[TEXT EXCERPT Boundary: Start]

You see the hair in the drain, on the pillow, in the brush, and your stomach drops. Is this normal? Is it getting worse? Should you be worried?
Here is the part almost no one tells you: everyone sheds hair every day. So “am I shedding?” is the wrong question. The one that matters is harder — is this a passing blip, or a trend that is actually building? And that question is close to impossible to answer from memory, because you cannot compare today’s shower drain to one from three weeks ago that you never recorded.
This is where tracking beats worrying. Let’s break down what normal shedding looks like, when it is worth a clinician’s attention, and how a simple record turns a scary handful of hairs into a data point you can actually read.
How much shedding is normal?
Most people shed somewhere in the range of 50 to 100 hairs a day as part of the normal hair cycle, according to the American Academy of Dermatology. On days you wash or brush, you will see more at once, because you are collecting what would have come out anyway across previous days.
So a full drain catcher after a wash is not automatically a red flag. A handful of hairs is not a diagnosis. The number on any single day tells you very little on its own — which is exactly why one bad-looking shower can send someone into a spiral that the full picture would not justify.
Shedding is not the same as hair loss
Dermatologists draw a useful line between two things that feel identical in the moment:
- Shedding (telogen effluvium) is when more hairs than usual enter the resting phase and fall out, often two to three months after a trigger like illness, high stress, a major diet change, surgery, or childbirth. It is usually temporary, and hair typically recovers once the trigger passes.
- Hair loss (like pattern hair loss) is when hair stops growing back the way it did, usually gradually and in a recognisable pattern over months and years.

[TEXT EXCERPT Boundary: End]
[EXTRACTED RECORDS Boundary: Start]

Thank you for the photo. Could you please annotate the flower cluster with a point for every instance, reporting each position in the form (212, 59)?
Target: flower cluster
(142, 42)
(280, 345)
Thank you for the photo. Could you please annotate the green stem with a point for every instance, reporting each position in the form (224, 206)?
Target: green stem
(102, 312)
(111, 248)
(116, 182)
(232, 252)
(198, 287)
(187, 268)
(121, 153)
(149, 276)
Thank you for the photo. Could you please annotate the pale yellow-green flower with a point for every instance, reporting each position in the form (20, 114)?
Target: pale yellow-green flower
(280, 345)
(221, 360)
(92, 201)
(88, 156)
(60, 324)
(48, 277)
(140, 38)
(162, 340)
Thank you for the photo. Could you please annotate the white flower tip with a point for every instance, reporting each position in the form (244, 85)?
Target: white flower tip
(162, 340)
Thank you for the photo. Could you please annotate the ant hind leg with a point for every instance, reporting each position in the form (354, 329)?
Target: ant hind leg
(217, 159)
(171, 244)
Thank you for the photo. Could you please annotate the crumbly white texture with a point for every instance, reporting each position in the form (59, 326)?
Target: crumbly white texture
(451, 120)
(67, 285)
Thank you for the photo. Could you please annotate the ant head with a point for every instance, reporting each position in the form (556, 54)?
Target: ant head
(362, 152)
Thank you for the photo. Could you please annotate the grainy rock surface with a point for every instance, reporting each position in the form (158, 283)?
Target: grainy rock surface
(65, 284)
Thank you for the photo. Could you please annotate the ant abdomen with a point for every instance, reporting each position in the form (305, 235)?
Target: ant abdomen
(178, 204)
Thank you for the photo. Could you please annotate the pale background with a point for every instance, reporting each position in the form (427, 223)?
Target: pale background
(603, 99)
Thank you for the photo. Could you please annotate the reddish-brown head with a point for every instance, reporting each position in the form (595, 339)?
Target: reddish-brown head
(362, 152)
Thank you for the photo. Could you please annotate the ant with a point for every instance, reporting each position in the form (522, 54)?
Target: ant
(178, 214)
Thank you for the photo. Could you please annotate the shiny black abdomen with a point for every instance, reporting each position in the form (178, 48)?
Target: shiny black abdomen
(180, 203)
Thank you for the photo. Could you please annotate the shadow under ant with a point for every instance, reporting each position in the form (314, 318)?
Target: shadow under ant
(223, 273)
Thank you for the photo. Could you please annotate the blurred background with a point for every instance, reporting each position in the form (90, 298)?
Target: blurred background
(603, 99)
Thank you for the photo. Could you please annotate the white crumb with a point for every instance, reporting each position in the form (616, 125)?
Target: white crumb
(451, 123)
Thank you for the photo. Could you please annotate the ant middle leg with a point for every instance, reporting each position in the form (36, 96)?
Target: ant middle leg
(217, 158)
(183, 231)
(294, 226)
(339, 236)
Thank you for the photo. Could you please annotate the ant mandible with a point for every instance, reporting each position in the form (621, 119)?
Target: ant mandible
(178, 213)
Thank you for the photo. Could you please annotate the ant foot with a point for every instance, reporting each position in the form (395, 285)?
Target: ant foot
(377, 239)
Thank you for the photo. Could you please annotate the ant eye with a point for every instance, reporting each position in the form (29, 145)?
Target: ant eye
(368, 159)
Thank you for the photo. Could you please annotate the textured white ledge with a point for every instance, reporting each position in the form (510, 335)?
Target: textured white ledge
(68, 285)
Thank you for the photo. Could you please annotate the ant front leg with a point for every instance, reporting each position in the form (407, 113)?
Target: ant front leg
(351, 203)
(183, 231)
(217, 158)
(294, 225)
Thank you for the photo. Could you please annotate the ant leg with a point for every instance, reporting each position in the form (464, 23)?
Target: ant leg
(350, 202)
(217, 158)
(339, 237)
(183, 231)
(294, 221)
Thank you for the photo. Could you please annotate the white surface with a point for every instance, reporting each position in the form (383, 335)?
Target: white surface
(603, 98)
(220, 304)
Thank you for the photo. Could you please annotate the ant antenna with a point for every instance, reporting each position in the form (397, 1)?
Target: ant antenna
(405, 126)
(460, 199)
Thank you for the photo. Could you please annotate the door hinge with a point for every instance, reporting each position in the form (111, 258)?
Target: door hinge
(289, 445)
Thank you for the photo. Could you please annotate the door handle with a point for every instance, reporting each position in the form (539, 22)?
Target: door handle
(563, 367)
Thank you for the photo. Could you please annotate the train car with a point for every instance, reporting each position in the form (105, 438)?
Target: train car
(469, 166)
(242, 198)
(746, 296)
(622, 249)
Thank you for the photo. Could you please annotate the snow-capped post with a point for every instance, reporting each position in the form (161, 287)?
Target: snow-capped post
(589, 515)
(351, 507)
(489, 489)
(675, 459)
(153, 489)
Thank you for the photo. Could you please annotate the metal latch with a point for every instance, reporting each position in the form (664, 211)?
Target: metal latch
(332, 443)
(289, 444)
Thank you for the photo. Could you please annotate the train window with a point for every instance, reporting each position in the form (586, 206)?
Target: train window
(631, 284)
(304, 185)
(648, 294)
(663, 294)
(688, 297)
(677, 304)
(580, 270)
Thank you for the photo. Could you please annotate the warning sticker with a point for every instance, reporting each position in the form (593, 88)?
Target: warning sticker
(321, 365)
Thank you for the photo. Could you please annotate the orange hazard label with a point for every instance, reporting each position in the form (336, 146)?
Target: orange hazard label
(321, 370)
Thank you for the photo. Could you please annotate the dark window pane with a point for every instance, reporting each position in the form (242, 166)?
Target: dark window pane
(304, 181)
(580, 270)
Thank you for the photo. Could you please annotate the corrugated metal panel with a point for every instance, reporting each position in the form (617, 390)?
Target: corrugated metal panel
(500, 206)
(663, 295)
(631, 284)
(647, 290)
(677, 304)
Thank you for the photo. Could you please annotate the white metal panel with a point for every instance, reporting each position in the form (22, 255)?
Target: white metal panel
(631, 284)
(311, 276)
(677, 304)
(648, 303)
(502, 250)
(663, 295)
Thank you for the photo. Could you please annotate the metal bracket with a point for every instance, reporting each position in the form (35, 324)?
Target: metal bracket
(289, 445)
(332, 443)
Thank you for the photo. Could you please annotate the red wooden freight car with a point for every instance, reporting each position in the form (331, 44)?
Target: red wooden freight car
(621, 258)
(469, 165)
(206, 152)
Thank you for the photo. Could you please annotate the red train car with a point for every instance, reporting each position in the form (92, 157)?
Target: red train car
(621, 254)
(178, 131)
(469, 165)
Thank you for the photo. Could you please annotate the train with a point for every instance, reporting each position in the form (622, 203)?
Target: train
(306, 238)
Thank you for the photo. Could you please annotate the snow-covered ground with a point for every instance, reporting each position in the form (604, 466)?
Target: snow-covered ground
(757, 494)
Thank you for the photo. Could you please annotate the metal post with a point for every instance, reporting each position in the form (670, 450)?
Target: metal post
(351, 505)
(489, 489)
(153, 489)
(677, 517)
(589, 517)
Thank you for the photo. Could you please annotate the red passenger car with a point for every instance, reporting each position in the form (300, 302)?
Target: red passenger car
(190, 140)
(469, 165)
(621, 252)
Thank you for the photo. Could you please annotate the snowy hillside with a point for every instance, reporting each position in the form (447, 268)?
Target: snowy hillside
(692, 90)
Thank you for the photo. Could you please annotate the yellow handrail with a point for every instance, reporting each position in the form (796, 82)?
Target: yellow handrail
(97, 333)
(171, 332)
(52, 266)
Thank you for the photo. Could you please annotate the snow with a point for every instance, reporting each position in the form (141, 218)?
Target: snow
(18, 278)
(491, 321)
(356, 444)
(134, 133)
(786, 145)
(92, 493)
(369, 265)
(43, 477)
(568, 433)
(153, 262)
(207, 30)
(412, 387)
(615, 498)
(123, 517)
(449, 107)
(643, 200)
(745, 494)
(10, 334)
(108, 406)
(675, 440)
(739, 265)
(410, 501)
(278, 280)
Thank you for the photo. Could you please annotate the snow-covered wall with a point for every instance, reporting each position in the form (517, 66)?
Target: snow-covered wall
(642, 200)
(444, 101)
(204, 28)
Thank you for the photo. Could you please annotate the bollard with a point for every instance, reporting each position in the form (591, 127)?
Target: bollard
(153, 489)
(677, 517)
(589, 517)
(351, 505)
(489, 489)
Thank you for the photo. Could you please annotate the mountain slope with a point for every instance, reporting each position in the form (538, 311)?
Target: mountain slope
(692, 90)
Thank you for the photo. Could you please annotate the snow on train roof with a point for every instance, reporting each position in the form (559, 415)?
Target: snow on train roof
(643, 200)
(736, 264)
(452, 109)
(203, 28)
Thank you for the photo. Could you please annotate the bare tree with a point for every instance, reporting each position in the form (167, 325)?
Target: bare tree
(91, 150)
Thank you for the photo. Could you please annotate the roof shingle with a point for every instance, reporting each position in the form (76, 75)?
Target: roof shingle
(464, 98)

[EXTRACTED RECORDS Boundary: End]

WORK TASK 1.
Answer these questions using the hair shedding article.
(a) How many hairs a day do most people shed, according to the American Academy of Dermatology?
(b) Why do people see more hair at once on days they wash or brush?
(c) How long after a trigger does shedding from telogen effluvium often appear?
WORK TASK 2. Carry on the hair shedding article from the point where it ends.

EXPECTED ANSWER 1.
(a) Somewhere in the range of 50 to 100 hairs a day.
(b) They are collecting hair that would have come out anyway across previous days.
(c) Often two to three months after the trigger.

EXPECTED ANSWER 2.
The reason this matters: temporary shedding and progressive loss call for completely different responses. Reacting to a normal, self-resolving shed as if your hair is falling out for good leads to panic, abandoned routines, and treatment decisions made in fear. The only way to tell them apart is time — watching whether the shed settles down or the density keeps drifting.
Why memory makes shedding feel worse than it is
Your brain is bad at this specific job. It remembers the alarming mornings and quietly forgets the ordinary ones, so shedding almost always feels like it is trending in one direction: worse. You have no fair “before” to compare against, so every heavy day becomes evidence of disaster.
Consider the questions you actually want answers to:
- Is this more than I was shedding a month ago, or does it just feel that way today?
- Did the shedding start after something — a fever, a stressful stretch, a new medication, starting or stopping a treatment?
- Is my overall density changing, or is my hair simply cycling the way it always has?
Not one of those can be answered by staring in the mirror this morning. Every one of them can be answered by a record.
What’s actually worth tracking
Counting individual hairs every day is miserable and not very reliable. You do not need it. A few consistent signals tell you far more:
| What to track | Why it helps |
|---|---|
| Repeatable photos at set intervals | Density change over months is the real answer to “is this a trend?” — and photos catch it where the mirror cannot |
| Shedding notes (light / normal / heavy, and when) | Turns vague dread into a timeline you can look back on |
| Possible triggers | Illness, stress, diet, new meds, and treatment changes usually show up two to three months before a shed |
| Treatment context | If you recently started a treatment, some early shedding can be part of the process rather than a failure |
The goal is not a spreadsheet of hair counts. It is a timeline honest enough that, three months from now, you can see whether the shed faded or the density genuinely moved.
The early-treatment shedding trap
If you have started a treatment like minoxidil, there is a specific trap worth naming. Some people notice increased shedding in the early weeks and quit, convinced the routine is making things worse. Sometimes that early shed is part of how the treatment cycles hair, not a sign it is failing — but you can only tell in hindsight, and only if you kept a baseline.
Without a record, the story you tell yourself is “it made me shed, so I stopped.” With a baseline photo and shedding notes, you have something real to review, and something concrete to show a clinician instead of a memory coloured by panic. (For more on this, see our minoxidil progress guide.)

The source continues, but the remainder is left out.